● AIM OF THE TASK
Copy everything from the line containing "of the doorway" down to the end of the listing below, keeping every line including the requests. Multiply each coordinate in the answers by 0.45 and round to a whole number, with halves rounded up.

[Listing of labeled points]
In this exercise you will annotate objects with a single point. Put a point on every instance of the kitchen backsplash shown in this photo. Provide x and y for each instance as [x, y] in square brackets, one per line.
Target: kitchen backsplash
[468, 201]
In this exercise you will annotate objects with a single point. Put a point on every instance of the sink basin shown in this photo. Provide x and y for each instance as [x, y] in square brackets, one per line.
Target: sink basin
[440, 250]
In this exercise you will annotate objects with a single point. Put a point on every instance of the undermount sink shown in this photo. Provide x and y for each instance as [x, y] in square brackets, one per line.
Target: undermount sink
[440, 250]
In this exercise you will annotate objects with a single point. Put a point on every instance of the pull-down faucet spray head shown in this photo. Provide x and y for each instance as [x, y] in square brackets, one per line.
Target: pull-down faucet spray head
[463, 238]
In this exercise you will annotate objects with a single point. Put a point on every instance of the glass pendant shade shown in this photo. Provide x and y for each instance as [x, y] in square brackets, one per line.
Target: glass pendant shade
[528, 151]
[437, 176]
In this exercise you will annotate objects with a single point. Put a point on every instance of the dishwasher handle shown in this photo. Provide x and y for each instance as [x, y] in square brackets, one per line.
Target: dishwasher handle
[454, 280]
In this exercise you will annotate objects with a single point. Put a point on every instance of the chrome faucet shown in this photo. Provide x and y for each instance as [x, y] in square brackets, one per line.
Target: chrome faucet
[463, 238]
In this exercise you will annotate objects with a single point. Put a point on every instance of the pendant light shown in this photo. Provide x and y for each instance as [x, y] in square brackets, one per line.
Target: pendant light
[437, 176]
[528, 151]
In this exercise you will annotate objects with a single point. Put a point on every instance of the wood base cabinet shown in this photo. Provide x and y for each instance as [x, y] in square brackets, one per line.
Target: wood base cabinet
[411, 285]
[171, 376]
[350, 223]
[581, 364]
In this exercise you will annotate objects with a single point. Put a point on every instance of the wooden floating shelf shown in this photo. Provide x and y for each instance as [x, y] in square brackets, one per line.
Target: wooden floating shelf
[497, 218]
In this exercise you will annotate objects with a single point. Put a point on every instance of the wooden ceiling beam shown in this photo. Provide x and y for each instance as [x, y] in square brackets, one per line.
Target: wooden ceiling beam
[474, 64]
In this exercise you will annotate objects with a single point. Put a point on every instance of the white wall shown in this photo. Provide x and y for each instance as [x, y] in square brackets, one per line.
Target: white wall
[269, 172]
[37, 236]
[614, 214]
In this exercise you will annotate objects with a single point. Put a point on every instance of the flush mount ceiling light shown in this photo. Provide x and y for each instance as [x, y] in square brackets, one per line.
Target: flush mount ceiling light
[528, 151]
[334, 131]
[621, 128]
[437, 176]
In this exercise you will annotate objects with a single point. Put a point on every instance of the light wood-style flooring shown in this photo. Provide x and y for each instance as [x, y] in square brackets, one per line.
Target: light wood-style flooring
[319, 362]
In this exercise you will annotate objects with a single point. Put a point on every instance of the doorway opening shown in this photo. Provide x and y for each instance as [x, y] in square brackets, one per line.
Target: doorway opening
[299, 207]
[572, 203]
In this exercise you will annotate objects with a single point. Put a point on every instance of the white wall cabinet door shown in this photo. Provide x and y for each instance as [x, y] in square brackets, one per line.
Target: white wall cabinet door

● TASK SOLUTION
In this exercise you will annotate objects with a single point. Put a point on every instance of the doorway opening shown in this photo. Provide x and y for each instance as [x, y] in square brackets, one per line.
Target: doorway opening
[135, 93]
[257, 91]
In this exercise you will annotate objects with a single point. Put a point on every instance of the white wall cabinet door shown in this photo. Provide x and y for each instance as [x, y] in square brackets, one per line.
Target: white wall cabinet door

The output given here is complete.